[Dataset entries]

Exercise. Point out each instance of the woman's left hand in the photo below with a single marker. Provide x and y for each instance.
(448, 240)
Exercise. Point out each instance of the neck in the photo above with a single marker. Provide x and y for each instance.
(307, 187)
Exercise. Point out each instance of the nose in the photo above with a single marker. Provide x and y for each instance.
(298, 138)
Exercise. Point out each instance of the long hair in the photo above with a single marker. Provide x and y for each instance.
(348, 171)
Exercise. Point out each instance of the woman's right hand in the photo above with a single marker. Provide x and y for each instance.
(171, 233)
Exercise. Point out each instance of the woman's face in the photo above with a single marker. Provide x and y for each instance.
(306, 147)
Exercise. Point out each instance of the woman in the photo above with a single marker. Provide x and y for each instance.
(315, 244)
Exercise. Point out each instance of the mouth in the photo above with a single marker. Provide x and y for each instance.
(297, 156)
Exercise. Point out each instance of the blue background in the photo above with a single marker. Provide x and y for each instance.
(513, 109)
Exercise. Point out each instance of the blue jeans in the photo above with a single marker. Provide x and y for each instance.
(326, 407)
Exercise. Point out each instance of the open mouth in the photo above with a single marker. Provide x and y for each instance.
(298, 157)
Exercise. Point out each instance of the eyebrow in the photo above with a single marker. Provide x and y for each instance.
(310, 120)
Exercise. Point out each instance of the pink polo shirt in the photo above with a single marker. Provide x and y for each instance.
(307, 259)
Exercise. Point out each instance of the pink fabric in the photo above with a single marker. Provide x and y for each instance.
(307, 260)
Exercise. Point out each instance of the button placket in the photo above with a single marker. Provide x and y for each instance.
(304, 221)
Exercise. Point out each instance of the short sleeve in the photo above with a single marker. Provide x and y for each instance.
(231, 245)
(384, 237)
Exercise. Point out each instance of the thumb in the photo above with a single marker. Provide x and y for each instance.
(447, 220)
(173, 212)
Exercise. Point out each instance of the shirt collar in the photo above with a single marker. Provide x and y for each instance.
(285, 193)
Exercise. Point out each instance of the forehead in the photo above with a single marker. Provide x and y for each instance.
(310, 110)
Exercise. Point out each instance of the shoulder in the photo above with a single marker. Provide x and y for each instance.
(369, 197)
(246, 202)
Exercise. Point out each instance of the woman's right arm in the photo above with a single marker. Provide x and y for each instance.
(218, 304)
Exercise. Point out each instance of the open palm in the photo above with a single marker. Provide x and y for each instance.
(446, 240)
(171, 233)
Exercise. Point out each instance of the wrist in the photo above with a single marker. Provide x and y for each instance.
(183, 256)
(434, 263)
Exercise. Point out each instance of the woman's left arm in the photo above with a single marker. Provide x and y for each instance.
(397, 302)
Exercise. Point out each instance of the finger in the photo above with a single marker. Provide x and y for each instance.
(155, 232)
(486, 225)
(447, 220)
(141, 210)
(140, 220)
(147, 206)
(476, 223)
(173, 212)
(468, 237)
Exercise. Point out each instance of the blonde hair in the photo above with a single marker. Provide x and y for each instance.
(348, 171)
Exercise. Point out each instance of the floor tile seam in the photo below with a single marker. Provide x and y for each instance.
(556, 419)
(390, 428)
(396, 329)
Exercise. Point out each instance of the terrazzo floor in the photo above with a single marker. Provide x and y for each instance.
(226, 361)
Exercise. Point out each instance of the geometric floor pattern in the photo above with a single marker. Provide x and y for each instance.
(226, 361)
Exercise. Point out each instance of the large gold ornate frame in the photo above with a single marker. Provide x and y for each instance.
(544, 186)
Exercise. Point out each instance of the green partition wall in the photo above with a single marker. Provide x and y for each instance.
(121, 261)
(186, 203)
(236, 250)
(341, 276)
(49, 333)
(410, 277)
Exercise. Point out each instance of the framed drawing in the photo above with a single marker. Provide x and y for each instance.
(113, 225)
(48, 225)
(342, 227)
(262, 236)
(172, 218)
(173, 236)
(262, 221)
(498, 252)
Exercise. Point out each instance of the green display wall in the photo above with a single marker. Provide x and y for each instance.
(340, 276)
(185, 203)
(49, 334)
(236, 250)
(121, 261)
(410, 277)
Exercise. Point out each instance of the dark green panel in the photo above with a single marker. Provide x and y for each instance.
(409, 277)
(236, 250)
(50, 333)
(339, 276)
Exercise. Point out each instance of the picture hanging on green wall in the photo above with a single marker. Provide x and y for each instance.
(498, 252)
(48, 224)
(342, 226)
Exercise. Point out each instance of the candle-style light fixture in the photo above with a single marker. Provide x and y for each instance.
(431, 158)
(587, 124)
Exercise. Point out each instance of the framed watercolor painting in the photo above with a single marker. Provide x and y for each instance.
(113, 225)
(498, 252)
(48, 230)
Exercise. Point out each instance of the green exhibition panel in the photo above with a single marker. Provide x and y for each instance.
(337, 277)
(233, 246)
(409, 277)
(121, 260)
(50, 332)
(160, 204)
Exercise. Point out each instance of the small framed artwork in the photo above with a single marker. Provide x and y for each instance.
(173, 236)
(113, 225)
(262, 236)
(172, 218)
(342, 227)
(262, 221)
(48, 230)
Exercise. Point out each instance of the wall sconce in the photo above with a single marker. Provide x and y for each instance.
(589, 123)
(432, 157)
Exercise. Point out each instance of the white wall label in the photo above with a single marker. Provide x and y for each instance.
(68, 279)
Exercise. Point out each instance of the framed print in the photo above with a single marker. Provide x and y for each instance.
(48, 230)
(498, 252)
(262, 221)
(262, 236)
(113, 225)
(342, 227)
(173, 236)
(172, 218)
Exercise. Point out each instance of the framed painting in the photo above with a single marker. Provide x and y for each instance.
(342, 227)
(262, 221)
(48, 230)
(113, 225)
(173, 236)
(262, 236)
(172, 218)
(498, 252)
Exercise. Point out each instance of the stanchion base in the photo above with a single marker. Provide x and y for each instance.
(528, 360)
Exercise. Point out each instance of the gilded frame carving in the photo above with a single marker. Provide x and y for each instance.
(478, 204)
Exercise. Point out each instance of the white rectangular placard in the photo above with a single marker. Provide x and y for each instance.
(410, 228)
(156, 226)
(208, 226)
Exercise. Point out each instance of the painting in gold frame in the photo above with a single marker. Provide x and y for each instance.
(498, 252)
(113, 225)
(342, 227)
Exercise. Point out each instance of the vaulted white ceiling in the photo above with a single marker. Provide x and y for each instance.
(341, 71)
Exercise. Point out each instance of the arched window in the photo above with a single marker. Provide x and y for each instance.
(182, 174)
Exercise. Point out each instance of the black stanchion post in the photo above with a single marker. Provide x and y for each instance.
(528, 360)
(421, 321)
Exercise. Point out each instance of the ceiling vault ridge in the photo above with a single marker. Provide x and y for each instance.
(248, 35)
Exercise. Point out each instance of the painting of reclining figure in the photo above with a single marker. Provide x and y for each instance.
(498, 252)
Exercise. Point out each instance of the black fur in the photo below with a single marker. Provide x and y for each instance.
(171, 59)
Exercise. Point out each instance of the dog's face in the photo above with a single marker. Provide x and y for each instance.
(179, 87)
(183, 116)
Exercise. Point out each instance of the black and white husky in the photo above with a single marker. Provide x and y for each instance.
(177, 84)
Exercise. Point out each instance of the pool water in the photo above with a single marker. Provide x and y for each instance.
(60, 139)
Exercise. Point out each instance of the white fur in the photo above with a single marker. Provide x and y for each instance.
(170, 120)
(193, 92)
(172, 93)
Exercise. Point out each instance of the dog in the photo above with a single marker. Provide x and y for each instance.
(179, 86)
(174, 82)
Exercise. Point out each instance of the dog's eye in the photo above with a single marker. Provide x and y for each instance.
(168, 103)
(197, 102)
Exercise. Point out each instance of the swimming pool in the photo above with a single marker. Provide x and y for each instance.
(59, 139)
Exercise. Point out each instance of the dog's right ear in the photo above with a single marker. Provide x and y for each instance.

■ **ACTIVITY**
Return each line of the records above exactly as it reads.

■ **RESPONSE FOR THIS EXERCISE**
Exercise. Point out each instance of the woman's left hand in the photo below with a single marker. Provide x and y for each instance.
(448, 240)
Exercise. Point out each instance of the neck in the photo above with a single marker. Provide x and y for each instance.
(307, 187)
Exercise. Point out each instance of the nose in the photo above with a single marker. Provide x and y for each instance.
(298, 138)
Exercise. Point out each instance of the long hair in the photo above with a single marker. Provide x and y for each instance.
(348, 171)
Exercise. Point out each instance of the woman's right hand in the photo above with a single marker. Provide x and y for each instance.
(171, 233)
Exercise. Point out each instance of the woman's face in the photo above with a single marker. Provide x and y for each instance.
(306, 147)
Exercise. Point out each instance of the woman in the photo above with a single marker. Provide x and y for each instance.
(315, 244)
Exercise. Point out each instance of the mouth in the photo above with a single marker. Provide x and y for each instance.
(297, 156)
Exercise. Point out each instance of the blue background in the photo above with a single marker. Provide x and y for each instance.
(513, 109)
Exercise. Point out each instance of the blue jeans in the photo above with a single marker. Provide x and y for each instance.
(326, 407)
Exercise. Point out each instance of the open mouth in the photo above with a single marker. Provide x and y for each instance.
(298, 157)
Exercise. Point out each instance of the eyebrow in the photo above with a single marker. Provide x and y for each instance.
(310, 120)
Exercise. Point out each instance of the pink polo shirt in the photo above with a single marker. Provide x and y for each instance.
(307, 259)
Exercise. Point out each instance of the pink fabric in the photo above with a single marker. Provide x and y for each instance.
(307, 260)
Exercise. Point out each instance of the button placket in the photo above with a single marker. Provide x and y for each instance.
(304, 221)
Exercise. Point out each instance of the short sleeve in the photo above with a single marker. Provide x and y for each instance.
(231, 245)
(384, 237)
Exercise. Point out each instance of the thumb in the photo above with a single marker. Provide x and y for each instance.
(447, 220)
(173, 212)
Exercise. Point out each instance of the shirt collar in the photo above with a single marker. Provide x and y for each instance.
(285, 193)
Exercise. Point out each instance of the forehead in the photo above with a single marker. Provide x and y for each instance.
(310, 110)
Exercise. Point out each instance of the shoulder in the photo above with a single marker. Provide x and y for each instance.
(369, 197)
(246, 202)
Exercise. Point out each instance of the woman's right arm in the photo above with a single marker. Provide x and y for each instance.
(218, 304)
Exercise. Point out each instance of the open palm in the photo above with a single marker. Provide x and y for each instance.
(446, 240)
(171, 233)
Exercise. Point out each instance of the wrist in the photo above with a single marker. Provide x and y for each instance.
(183, 256)
(434, 263)
Exercise. Point out each instance of the woman's left arm in the photo above with a single marker. Provide x and y for each instance.
(397, 302)
Exercise. Point out each instance of the finger in the photo above with a single marker. Provide x and y for each instance.
(155, 232)
(486, 225)
(447, 220)
(141, 210)
(140, 220)
(147, 206)
(476, 223)
(173, 212)
(468, 237)
Exercise. Point out each instance of the blonde hair in the photo above with a single marker. Provide x and y for each instance.
(348, 171)
Exercise. Point out each instance of the floor tile seam in the photo below with a single marker. Provide x and y for each instance.
(556, 419)
(390, 428)
(396, 329)
Exercise. Point out each instance of the terrazzo floor in the photo above with a single marker. Provide x and y for each instance.
(226, 361)
Exercise. Point out each instance of the geometric floor pattern in the photo above with a single marker. Provide x and y for each instance.
(226, 361)
Exercise. Point out each instance of the large gold ornate frame in the photo above with a single marker. Provide x and y for each instance.
(544, 186)
Exercise. Point out each instance of the green partition wall in the photo above with a single marker. Provide x and y for each instance.
(121, 261)
(186, 203)
(236, 250)
(341, 276)
(49, 333)
(410, 277)
Exercise. Point out each instance of the framed drawing in the photo above with a single marker. Provide x and y for each instance.
(113, 225)
(48, 225)
(342, 227)
(262, 236)
(172, 218)
(173, 236)
(262, 221)
(498, 252)
Exercise. Point out each instance of the green display wall in the photo above with a single marker. Provide x and y for each instance.
(340, 276)
(185, 203)
(49, 334)
(236, 250)
(121, 261)
(410, 277)
Exercise. Point out each instance of the dark green panel in the photo above with a single marker. Provide x and y for each instance.
(409, 277)
(236, 250)
(50, 333)
(339, 276)
Exercise. Point out each instance of the picture hanging on green wall in the photo above with a single marker. Provide x and y for each instance.
(498, 252)
(48, 224)
(342, 226)
Exercise. Point out each instance of the candle-style light fixture in the photo above with a single marker. Provide x and y for each instance.
(431, 158)
(587, 124)
Exercise. Point out each instance of the framed watercolor painting in the photo above with a single marker. Provide x and y for each instance.
(113, 225)
(498, 252)
(48, 230)
Exercise. Point out each instance of the green exhibition panel in the photo above with a single marker. Provide x and y for each instance.
(337, 277)
(233, 246)
(409, 277)
(121, 260)
(50, 332)
(160, 204)
Exercise. Point out each instance of the small framed artwork in the photo above with a single marker. Provide x and y for each instance.
(173, 236)
(113, 225)
(262, 236)
(172, 218)
(342, 227)
(262, 221)
(48, 230)
Exercise. Point out each instance of the wall sconce in the photo above with a single marker. Provide x and y for each instance.
(589, 123)
(432, 157)
Exercise. Point out each instance of the white wall label in the photo above with a single marker. Provide x and y for each instance.
(68, 279)
Exercise. Point out each instance of the framed print in the photo above with a single marker. Provide x and y for each instance.
(48, 230)
(498, 252)
(262, 221)
(262, 236)
(113, 225)
(342, 227)
(173, 236)
(172, 218)
Exercise. Point out each instance of the framed painting in the photo above with a single marker. Provide x and y for each instance.
(342, 227)
(262, 221)
(48, 230)
(113, 225)
(173, 236)
(262, 236)
(172, 218)
(498, 252)
Exercise. Point out each instance of the stanchion base in the photo above with a single marker. Provide x and y for each instance.
(528, 360)
Exercise. Point out each instance of the gilded frame carving in the photo above with a single marker. Provide x and y for each instance.
(478, 204)
Exercise. Point out each instance of the white rectangular placard in the photo above with a single marker. Provide x and y for each instance.
(410, 228)
(156, 226)
(208, 226)
Exercise. Point out each instance of the painting in gold frame in the photo above with a single marker. Provide x and y for each instance.
(498, 252)
(113, 225)
(342, 227)
Exercise. Point out each instance of the vaulted white ceiling in the photo above with a single marker. Provide x and y for each instance.
(341, 71)
Exercise. Point out each instance of the arched window in the photo above with a single marker. Provide x and y for each instance.
(182, 174)
Exercise. Point out each instance of the black stanchion post in the photo above with a single marker. Provide x and y for each instance.
(528, 360)
(421, 321)
Exercise. Point out each instance of the ceiling vault ridge in the photo above with a single marker. Provide x and y for each instance.
(248, 35)
Exercise. Point out each instance of the painting of reclining figure in the photo above with a single marker. Provide x and y for each instance.
(498, 252)
Exercise. Point out each instance of the black fur in the photo below with a single marker. Provide x and y for each instance.
(171, 59)
Exercise. Point out each instance of the dog's face in the photo above with a single marker. Provide x and y for each instance.
(179, 87)
(183, 116)
Exercise. Point out each instance of the black and white husky in the photo above with a single marker. Provide x and y for each instance.
(177, 84)
Exercise. Point out each instance of the pool water in the photo above with a single marker. Provide x and y for each instance.
(60, 139)
Exercise. Point out each instance of the white fur in the photo above with a single marker. Provide x and y for each instance.
(170, 120)
(193, 92)
(172, 93)
Exercise. Point out each instance of the dog in the photo above with a single marker. Provide x and y for each instance.
(179, 86)
(174, 82)
Exercise. Point out each instance of the dog's eye in the photo above with a single marker. Provide x and y for each instance.
(168, 103)
(197, 102)
Exercise. Point out each instance of the swimming pool in the photo above with a single marker. Provide x and y for each instance.
(59, 139)
Exercise. Point out each instance of the dog's right ear in the photo above with a single marker. Provide x and y for each instance.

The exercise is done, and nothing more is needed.